Records excerpted from a collection:
==========

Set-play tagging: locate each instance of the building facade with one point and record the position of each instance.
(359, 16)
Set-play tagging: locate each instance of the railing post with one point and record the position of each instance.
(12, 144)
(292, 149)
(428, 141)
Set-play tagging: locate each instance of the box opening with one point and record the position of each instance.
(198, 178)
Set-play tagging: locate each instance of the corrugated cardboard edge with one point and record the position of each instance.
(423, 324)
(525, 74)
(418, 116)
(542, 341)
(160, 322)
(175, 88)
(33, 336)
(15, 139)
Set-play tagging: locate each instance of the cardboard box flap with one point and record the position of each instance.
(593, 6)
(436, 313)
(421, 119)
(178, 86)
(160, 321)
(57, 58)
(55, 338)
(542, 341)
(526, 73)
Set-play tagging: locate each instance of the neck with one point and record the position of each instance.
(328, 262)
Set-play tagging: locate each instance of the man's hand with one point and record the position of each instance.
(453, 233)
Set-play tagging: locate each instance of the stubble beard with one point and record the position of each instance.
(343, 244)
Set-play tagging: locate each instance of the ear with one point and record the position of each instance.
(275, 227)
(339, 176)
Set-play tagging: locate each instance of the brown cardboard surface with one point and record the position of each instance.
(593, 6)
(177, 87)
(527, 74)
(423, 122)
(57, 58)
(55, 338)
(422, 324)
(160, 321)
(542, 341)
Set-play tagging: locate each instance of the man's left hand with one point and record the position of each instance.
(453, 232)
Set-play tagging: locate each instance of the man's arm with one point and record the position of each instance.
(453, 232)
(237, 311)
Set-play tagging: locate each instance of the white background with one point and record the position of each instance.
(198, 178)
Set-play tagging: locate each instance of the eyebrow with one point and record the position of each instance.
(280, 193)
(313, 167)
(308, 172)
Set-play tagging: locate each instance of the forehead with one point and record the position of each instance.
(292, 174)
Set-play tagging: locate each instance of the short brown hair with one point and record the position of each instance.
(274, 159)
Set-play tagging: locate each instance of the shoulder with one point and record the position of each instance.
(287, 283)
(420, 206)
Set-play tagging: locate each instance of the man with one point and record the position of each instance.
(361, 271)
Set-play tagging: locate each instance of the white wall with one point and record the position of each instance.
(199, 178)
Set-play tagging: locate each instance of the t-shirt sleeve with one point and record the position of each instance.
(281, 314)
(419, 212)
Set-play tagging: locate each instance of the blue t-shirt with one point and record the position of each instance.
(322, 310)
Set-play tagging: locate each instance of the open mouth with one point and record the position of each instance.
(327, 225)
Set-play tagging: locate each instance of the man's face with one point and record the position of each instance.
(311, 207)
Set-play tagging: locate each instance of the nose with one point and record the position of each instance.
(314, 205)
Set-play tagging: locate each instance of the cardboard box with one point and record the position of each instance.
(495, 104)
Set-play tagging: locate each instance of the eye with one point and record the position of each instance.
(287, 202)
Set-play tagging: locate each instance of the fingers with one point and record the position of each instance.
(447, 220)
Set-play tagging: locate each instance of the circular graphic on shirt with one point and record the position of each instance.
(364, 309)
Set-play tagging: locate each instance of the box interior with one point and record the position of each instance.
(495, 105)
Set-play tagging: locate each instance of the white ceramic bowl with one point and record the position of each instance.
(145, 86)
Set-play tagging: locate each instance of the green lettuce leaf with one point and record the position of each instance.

==========

■ What you are asked to do
Reproduce exactly, with nothing added, the lines from the one that contains "Set-play tagging: locate each instance of the man's face" to the end of the data.

■ The answer
Set-play tagging: locate each instance of the man's face with one point and record the position of each instance.
(311, 207)
Set-play tagging: locate each instance of the nose with one point and record the position of each instance.
(314, 205)
Set-play tagging: locate each instance of the cardboard box with one point and record the position of each instance.
(495, 104)
Set-play tagging: locate each instance of the eye with one point and record the position of each instance.
(287, 202)
Set-play tagging: locate each instance of the fingers with one point and record the position of each instance.
(447, 220)
Set-play tagging: locate each instance of the circular graphic on shirt with one point and record the position of each instance.
(364, 309)
Set-play tagging: locate each instance of the box interior with one point and record the position of each instance.
(495, 105)
Set-play tagging: locate each instance of the white ceramic bowl with one point and record the position of each instance.
(145, 86)
Set-play tagging: locate each instance of the green lettuce leaf with one point and record the position of each instance.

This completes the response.